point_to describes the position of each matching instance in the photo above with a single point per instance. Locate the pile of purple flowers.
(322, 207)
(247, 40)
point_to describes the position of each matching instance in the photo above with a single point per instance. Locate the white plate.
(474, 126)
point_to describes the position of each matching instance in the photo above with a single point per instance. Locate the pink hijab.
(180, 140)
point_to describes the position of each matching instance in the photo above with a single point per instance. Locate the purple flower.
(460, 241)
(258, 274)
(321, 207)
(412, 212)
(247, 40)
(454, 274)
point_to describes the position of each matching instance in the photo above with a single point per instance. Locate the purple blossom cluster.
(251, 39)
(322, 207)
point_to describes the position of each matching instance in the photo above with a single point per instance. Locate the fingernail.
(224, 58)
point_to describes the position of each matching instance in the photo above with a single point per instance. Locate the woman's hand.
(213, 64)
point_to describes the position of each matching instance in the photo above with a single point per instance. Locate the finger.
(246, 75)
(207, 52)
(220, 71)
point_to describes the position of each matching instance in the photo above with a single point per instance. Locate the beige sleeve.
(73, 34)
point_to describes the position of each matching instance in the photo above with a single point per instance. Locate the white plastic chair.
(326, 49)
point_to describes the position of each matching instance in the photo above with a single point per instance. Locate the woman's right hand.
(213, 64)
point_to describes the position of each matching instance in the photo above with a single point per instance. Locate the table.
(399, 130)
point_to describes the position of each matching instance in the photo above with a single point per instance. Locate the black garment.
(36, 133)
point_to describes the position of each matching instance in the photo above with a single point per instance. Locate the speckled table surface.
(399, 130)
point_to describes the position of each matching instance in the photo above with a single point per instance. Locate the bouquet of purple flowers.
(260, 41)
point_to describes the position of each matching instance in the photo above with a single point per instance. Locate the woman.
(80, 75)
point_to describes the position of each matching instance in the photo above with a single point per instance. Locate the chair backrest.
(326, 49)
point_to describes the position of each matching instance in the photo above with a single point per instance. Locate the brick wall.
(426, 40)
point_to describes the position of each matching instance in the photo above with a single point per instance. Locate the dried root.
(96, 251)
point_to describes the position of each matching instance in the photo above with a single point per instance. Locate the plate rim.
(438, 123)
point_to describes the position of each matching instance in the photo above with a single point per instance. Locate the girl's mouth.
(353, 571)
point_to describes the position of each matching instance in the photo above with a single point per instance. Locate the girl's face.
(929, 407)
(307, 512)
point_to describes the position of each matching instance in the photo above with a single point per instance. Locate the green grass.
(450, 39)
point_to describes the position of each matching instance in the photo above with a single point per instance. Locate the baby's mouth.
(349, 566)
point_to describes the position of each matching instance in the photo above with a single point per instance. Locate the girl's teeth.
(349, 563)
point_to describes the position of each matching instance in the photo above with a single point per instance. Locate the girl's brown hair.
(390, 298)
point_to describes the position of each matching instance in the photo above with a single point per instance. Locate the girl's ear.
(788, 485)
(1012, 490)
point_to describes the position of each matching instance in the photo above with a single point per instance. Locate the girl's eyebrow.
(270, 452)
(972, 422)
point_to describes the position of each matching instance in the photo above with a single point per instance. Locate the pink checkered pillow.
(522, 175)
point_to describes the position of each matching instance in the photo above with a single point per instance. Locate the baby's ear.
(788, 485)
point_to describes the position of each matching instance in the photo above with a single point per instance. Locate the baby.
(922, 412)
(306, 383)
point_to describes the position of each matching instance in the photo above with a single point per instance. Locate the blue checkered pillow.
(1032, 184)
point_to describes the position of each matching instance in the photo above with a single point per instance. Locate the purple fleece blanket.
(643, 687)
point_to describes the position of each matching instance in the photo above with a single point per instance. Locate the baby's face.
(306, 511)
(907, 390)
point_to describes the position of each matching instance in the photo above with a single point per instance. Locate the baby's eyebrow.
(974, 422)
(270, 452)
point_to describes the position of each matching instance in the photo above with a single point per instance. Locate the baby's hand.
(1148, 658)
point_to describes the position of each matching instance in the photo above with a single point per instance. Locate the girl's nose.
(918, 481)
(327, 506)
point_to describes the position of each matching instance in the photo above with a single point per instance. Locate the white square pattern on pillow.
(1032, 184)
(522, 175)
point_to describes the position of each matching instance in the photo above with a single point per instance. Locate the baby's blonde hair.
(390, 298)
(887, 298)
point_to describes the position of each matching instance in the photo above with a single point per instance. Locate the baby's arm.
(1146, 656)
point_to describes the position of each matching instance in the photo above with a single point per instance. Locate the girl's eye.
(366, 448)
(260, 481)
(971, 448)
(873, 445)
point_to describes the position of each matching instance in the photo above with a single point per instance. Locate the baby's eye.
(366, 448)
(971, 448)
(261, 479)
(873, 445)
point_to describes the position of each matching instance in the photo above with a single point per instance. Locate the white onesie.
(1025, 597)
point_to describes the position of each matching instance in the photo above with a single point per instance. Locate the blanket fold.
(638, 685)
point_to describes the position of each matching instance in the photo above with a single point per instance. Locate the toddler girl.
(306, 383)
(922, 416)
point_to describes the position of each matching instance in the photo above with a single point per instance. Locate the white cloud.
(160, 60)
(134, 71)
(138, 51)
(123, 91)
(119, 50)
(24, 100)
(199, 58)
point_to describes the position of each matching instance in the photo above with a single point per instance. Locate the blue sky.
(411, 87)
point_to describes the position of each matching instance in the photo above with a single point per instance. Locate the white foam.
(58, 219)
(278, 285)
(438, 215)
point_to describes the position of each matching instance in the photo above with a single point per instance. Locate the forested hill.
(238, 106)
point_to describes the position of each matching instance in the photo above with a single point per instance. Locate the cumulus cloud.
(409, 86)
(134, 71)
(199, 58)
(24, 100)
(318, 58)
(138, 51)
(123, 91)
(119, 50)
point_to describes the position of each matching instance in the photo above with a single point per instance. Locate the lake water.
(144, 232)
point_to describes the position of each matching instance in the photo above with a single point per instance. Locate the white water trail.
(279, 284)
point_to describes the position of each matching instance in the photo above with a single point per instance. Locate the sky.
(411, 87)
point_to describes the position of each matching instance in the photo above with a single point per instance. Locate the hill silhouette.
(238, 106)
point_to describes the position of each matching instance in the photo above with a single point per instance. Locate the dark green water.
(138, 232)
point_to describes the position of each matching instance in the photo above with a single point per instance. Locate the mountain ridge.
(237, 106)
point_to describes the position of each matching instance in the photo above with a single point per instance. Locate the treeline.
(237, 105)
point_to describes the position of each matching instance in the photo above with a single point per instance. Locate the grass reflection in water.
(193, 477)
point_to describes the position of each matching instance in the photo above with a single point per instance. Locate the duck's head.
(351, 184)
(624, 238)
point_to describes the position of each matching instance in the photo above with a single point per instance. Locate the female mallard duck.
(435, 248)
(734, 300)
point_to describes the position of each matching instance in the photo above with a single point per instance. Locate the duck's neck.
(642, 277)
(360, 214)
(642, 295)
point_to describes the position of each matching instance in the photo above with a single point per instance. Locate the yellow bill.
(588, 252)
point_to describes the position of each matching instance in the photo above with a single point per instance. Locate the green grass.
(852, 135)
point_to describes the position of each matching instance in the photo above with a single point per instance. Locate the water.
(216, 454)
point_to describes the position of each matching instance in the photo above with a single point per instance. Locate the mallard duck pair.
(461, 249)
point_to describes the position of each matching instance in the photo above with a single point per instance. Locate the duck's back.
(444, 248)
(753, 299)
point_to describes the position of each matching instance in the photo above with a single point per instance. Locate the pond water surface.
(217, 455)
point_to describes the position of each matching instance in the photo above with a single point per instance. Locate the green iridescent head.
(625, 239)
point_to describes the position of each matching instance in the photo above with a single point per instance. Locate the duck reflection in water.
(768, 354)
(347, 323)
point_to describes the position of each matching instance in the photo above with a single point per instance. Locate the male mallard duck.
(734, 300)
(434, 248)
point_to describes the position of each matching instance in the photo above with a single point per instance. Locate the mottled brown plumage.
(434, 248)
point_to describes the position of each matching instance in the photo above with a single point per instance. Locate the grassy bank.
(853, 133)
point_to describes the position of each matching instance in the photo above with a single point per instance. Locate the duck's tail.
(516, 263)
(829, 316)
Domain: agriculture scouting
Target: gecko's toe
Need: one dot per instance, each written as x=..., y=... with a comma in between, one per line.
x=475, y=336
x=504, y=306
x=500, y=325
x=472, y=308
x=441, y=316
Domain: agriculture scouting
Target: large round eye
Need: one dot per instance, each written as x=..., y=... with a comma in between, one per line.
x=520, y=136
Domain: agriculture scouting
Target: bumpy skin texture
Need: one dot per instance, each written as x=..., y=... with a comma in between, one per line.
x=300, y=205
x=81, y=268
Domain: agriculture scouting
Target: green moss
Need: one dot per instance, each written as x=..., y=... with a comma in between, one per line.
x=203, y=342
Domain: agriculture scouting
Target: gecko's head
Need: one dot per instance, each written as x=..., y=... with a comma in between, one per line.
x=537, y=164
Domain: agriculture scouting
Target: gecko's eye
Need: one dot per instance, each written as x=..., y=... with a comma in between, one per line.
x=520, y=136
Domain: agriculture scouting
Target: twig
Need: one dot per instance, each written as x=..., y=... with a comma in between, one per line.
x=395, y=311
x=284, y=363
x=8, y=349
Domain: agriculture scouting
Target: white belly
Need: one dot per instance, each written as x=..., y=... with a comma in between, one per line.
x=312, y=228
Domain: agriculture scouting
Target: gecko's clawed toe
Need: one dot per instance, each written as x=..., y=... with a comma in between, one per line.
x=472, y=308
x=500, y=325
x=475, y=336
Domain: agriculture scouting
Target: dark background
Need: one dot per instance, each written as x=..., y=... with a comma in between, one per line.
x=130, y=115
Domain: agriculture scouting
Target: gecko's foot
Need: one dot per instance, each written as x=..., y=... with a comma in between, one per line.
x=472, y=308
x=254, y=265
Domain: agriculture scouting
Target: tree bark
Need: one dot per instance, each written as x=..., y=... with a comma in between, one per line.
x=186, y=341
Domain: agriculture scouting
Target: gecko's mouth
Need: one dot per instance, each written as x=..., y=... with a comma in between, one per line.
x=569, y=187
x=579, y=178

***

_Prompt_
Pull every line with "gecko" from the records.

_Answer section_
Target: gecko's toe
Target: gecko's head
Target: gecko's eye
Target: gecko's clawed toe
Target: gecko's foot
Target: gecko's mouth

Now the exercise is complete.